Investments in sexual and reproductive health and rights (SRHR) have profound and measurable benefits: Not only do they promote health and well-being throughout people’s lives, but they can also lead to improvements in education, gender equality, political stability, economic development and environmental sustainability.1

Canada’s support for family planning

Canada has made strong and bold commitments for investments in the health, rights and well-being of women and girls worldwide. In 2019, the Government of Canada announced that it would dedicate CA$700 million per year for 10 years, starting in 2023, to support women’s and girls’ SRHR.2 This funding level, supported under the country’s Feminist International Assistance Policy,3 represents a substantial increase from a prior investment of CA$650 million over a three-year period (2017–2020). The impact of these investments will likely be bolstered by Canada’s financial commitments made through the 2021 Generation Equality Forum to address gender-based inequalities.4

Canada’s focus on SRHR prioritizes areas that are often neglected in foreign assistance: family planning and contraceptive care, comprehensive sexuality education, safe and legal abortion, and advocacy for SRHR. This focus also includes accountability mechanisms for tracking support in these neglected areas and resulting outcomes.

-------------------------

Task instructions
[1] Reproduce the text on Canada's support for sexual and reproductive health and rights exactly, from "Canada’s focus on" to "and resulting outcomes.".
[2] Carry on the text about Canada's funding for sexual and reproductive health and rights, picking up after its final sentence.

-------------------------

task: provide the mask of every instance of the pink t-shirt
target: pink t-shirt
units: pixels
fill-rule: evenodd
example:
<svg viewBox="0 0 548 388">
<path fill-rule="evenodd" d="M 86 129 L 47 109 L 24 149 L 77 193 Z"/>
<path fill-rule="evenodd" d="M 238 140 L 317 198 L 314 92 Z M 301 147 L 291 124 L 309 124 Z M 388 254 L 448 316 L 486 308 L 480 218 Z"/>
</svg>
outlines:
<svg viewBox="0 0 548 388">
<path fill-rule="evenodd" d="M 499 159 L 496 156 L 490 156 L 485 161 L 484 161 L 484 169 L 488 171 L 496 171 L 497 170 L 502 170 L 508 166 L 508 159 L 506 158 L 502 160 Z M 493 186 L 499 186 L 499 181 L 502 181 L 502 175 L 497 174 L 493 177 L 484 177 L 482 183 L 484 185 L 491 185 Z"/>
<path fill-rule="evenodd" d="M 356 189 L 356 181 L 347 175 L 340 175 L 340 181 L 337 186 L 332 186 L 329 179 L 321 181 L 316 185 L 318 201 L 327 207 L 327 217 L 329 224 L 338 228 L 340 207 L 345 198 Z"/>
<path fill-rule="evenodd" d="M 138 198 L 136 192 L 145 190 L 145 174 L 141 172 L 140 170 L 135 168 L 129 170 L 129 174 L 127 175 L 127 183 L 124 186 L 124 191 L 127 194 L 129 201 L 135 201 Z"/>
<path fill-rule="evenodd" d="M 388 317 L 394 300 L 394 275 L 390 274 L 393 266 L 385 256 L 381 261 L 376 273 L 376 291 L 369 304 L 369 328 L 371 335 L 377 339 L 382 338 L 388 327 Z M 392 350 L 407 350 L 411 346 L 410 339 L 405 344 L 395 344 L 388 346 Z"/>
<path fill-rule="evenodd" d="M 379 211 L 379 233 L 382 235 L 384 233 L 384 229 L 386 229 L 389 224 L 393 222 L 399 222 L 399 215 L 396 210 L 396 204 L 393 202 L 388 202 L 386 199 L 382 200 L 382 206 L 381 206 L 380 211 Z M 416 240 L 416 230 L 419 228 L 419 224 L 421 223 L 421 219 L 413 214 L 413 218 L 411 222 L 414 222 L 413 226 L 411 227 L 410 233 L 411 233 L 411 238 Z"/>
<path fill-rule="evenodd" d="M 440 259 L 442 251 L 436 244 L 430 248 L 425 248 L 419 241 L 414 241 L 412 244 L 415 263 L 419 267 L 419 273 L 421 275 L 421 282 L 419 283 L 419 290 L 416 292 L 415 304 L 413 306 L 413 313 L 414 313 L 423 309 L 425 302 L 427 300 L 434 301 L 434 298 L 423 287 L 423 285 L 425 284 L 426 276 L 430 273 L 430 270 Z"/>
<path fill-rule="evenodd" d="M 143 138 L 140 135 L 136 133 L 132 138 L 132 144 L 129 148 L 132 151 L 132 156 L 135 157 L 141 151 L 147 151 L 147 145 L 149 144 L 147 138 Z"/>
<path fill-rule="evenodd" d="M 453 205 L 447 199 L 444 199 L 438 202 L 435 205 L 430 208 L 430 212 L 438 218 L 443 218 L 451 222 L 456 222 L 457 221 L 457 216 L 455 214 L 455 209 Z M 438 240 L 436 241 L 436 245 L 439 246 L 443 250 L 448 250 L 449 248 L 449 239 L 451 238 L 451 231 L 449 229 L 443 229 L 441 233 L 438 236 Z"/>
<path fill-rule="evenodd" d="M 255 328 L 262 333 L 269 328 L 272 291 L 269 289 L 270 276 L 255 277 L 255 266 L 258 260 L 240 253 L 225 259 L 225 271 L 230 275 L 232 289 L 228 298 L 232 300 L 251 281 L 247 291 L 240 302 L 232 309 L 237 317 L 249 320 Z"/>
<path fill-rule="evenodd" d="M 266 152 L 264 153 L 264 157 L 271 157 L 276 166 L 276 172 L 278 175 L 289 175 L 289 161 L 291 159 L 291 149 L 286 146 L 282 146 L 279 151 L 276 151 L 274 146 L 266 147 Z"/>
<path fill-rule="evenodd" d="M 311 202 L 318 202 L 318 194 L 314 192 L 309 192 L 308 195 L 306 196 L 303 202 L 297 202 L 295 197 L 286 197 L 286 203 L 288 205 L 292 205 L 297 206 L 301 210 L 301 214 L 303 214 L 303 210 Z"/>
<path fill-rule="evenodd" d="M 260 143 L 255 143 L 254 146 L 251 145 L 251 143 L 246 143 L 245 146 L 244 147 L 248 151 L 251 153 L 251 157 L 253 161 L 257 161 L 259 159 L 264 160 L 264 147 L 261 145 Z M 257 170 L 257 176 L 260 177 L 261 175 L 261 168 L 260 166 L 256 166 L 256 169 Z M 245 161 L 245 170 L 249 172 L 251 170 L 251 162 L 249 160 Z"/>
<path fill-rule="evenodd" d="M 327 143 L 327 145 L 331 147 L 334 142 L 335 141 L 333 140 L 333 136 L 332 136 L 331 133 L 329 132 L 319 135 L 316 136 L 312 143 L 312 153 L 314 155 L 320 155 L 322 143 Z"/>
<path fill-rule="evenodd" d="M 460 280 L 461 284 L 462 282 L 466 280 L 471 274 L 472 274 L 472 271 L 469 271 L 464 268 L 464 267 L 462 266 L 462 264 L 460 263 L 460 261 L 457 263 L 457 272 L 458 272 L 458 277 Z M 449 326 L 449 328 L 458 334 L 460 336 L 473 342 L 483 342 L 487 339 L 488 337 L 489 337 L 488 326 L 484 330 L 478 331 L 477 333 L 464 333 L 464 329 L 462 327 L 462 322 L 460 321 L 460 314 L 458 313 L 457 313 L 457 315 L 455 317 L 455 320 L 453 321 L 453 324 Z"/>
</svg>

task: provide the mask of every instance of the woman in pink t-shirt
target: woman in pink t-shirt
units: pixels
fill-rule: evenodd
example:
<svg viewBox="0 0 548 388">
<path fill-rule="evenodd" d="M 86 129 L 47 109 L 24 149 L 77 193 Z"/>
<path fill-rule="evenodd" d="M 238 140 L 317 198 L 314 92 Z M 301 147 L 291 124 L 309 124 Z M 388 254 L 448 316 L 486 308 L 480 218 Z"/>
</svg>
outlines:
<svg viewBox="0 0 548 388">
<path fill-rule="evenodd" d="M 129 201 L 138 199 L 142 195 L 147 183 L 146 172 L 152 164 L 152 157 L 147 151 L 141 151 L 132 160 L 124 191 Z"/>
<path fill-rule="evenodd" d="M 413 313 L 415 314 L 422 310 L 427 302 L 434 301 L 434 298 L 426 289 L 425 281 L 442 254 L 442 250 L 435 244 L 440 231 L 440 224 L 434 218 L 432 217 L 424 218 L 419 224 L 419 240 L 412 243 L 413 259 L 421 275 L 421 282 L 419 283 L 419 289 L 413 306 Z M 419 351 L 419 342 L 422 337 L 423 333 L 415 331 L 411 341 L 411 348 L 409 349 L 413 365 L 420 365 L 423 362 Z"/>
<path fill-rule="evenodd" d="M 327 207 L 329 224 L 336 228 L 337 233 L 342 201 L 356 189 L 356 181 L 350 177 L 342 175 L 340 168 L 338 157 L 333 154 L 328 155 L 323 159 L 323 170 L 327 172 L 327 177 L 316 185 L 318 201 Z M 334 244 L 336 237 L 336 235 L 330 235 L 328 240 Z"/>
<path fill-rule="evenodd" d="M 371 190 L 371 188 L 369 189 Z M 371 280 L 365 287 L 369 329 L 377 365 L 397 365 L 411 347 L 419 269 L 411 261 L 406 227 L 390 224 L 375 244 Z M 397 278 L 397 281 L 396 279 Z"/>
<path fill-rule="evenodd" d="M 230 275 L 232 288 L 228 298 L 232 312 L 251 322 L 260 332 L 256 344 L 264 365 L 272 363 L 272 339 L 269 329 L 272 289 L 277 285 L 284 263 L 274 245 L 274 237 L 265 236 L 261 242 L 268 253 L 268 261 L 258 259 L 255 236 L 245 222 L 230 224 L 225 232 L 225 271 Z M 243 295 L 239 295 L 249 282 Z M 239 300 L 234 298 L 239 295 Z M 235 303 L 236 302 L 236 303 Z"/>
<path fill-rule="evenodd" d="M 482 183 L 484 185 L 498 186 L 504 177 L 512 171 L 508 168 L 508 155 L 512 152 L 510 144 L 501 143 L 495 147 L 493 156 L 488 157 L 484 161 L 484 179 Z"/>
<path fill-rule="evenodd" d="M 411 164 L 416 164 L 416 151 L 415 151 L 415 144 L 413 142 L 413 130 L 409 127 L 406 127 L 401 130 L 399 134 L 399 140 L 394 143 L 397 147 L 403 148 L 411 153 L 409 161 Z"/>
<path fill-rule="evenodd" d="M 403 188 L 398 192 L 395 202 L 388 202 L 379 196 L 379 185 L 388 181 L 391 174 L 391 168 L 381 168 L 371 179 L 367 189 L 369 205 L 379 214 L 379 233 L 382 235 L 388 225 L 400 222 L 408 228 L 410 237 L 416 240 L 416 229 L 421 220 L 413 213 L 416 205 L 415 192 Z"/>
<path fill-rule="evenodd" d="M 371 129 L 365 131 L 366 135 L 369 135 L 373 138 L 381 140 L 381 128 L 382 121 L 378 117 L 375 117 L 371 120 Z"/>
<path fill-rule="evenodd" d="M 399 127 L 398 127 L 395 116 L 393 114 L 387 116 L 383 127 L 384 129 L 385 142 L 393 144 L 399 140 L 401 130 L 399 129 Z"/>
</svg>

-------------------------

Solved tasks
[1]
Canada’s focus on SRHR prioritizes areas that are often neglected in foreign assistance: family planning and contraceptive care, comprehensive sexuality education, safe and legal abortion, and advocacy for SRHR. This focus also includes accountability mechanisms for tracking support in these neglected areas and resulting outcomes.

[2]
Family planning and contraceptive care is part of an essential, comprehensive package of SRHR services and information.1 Investments in expanding access to this full range of services have substantial health impacts,5 and they are especially needed in countries and contexts where health systems are already weak or strained by challenges such as the COVID-19 pandemic. Canada’s funding for family planning also helps to respect, protect and fulfill the fundamental human right of women and girls to have control over their own sexual and reproductive health choices, which is foundational for reducing gender inequality and addressing its root causes.

Canada’s level of investment for family planning during fiscal year 2020–2021 (from April 2020 through March 2021) is expected to have increased the numbers of contraceptive users served and unintended pregnancies prevented—and therefore decreased unplanned births, unsafe abortions and maternal deaths. The continued investment in family planning made by Canada, especially as countries grapple with the effects of COVID-19, represents a sizable contribution to global health.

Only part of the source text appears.